■ PROBLEM REQUIREMENTS: Pull out every line of the entries below that contains the word "window". Case counts.

■ GIVEN RECORDS:
_ _ _ _ _

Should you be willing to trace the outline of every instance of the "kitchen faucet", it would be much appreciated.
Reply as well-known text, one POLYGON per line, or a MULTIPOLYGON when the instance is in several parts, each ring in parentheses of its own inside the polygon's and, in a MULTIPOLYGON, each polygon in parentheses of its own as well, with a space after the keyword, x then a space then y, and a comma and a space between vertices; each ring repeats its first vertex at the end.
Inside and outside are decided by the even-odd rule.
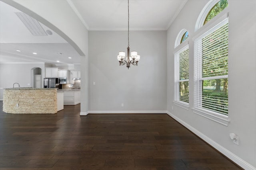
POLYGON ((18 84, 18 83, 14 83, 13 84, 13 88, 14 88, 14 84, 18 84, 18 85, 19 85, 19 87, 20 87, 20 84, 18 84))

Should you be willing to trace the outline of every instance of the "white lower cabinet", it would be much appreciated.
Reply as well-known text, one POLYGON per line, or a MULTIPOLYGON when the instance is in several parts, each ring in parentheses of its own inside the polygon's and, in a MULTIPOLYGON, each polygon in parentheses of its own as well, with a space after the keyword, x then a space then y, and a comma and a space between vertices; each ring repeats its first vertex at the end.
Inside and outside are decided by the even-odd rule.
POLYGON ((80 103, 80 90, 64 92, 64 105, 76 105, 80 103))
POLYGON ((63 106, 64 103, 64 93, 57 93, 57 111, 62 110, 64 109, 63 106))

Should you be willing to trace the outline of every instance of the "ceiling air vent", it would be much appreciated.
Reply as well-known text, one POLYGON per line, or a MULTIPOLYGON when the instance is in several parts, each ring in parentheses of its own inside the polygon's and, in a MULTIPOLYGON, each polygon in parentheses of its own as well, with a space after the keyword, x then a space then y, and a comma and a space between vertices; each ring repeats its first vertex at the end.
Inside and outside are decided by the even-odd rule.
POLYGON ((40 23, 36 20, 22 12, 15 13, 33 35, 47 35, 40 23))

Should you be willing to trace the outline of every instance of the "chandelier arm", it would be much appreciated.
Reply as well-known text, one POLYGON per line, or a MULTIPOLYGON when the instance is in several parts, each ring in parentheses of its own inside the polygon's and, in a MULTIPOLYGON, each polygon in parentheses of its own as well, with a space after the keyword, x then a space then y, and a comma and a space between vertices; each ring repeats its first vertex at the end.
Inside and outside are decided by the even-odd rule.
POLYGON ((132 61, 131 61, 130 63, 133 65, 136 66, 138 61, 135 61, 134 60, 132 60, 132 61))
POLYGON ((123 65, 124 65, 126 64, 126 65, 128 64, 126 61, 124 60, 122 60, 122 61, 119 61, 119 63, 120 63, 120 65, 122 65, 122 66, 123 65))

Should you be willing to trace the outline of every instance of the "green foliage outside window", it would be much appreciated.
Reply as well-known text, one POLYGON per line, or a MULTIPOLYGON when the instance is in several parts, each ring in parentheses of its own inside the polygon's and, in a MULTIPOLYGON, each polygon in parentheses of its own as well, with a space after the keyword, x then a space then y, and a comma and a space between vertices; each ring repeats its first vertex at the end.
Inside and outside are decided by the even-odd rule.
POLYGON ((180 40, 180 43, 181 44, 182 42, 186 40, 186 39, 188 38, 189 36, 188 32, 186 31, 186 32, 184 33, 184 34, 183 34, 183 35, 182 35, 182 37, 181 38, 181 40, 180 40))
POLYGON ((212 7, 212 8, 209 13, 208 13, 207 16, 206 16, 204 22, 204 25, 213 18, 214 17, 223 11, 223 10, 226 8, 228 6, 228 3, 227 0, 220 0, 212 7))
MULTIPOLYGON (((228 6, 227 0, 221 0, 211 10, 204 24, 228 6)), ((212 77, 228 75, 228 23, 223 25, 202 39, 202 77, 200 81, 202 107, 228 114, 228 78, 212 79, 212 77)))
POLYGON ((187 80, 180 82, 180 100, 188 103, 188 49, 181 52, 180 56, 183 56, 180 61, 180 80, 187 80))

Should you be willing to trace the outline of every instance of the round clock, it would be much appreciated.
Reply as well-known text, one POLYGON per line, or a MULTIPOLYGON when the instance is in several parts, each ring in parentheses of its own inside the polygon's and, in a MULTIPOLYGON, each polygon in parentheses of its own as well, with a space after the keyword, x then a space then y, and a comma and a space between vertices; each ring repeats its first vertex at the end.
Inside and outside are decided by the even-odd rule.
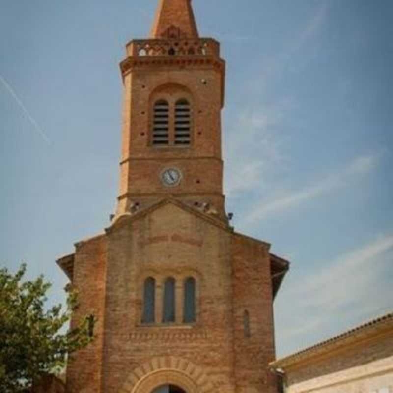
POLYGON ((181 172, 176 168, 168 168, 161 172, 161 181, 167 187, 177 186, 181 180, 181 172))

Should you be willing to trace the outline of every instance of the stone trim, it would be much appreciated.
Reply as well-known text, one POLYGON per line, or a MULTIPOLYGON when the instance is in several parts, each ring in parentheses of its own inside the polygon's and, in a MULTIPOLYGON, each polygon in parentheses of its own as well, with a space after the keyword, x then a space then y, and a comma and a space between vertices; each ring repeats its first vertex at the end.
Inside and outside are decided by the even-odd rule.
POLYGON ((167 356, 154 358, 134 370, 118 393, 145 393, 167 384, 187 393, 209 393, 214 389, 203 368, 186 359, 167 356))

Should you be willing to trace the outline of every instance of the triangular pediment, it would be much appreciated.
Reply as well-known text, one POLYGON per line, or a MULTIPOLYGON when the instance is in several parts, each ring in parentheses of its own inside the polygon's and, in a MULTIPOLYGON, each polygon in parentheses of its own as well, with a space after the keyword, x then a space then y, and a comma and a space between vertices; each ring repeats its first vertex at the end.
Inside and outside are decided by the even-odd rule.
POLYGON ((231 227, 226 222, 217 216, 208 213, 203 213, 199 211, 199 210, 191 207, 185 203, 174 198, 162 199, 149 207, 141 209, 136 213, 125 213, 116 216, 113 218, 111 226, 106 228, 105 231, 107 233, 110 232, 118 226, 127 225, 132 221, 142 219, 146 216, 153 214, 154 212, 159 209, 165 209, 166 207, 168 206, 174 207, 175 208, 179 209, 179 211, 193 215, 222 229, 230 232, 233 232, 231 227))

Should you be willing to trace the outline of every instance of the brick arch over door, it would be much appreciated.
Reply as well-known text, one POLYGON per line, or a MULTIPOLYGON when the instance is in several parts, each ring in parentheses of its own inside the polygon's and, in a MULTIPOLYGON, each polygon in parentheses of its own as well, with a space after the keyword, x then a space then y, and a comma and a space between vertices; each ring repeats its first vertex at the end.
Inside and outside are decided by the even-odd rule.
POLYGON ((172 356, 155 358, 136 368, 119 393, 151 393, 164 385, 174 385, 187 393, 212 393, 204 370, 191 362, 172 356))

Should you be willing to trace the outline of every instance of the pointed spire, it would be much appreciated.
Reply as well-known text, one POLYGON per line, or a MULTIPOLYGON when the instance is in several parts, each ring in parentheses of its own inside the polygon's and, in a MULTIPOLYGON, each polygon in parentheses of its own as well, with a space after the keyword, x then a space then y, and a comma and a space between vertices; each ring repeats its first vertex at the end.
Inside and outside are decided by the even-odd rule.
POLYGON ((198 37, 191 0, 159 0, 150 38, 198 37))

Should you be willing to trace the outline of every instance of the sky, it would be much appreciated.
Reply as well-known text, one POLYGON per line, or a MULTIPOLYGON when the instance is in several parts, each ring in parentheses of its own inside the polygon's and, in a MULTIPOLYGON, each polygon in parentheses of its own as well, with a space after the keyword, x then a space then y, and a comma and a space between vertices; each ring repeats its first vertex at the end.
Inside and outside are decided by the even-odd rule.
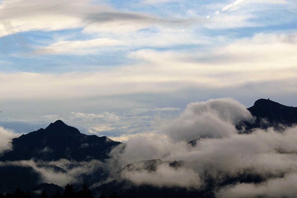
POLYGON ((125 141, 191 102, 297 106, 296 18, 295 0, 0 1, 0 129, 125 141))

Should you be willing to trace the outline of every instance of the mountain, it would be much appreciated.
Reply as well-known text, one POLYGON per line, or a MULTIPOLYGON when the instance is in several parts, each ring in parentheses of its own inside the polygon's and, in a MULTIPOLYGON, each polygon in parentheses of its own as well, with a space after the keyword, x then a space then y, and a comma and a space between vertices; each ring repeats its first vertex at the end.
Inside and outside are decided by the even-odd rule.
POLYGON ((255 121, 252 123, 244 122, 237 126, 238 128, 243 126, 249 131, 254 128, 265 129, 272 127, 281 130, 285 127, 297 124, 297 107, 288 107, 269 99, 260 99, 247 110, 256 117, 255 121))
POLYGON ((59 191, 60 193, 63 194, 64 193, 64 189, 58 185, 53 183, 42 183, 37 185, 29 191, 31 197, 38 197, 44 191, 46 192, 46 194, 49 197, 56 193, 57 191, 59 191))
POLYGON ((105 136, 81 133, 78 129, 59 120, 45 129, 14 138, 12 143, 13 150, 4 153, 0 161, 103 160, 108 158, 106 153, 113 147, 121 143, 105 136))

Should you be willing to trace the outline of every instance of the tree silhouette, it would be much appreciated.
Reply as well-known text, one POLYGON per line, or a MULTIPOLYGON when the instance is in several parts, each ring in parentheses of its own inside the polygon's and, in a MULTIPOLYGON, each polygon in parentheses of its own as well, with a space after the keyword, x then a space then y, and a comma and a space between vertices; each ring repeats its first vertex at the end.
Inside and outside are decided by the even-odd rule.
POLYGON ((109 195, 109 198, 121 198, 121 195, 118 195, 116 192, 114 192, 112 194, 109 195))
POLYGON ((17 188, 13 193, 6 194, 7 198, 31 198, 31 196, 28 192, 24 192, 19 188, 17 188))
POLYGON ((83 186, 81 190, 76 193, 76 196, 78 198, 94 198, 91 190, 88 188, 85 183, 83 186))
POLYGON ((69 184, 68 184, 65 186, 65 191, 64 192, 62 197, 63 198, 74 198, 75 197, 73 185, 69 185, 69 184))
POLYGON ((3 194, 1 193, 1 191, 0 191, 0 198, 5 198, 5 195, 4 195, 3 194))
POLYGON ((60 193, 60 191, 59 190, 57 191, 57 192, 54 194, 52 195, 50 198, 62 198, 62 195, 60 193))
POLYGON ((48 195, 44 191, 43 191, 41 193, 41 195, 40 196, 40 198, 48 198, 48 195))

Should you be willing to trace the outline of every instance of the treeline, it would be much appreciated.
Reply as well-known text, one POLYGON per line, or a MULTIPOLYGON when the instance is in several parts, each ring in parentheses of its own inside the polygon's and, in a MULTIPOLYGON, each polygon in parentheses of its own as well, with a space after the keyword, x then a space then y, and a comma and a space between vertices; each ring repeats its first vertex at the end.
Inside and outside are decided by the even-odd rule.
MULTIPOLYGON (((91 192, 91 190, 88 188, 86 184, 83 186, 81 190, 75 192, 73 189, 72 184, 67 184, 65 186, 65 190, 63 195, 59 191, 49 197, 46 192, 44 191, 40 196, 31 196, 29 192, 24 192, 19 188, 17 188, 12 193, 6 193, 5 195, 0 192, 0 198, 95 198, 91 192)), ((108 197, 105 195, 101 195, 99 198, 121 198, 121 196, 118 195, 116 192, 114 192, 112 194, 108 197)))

_ _ _ _ _

■ ANSWER IN FULL:
Should you be willing to trace the outline of every instance of the "green foliage outside window", it would be much appreciated.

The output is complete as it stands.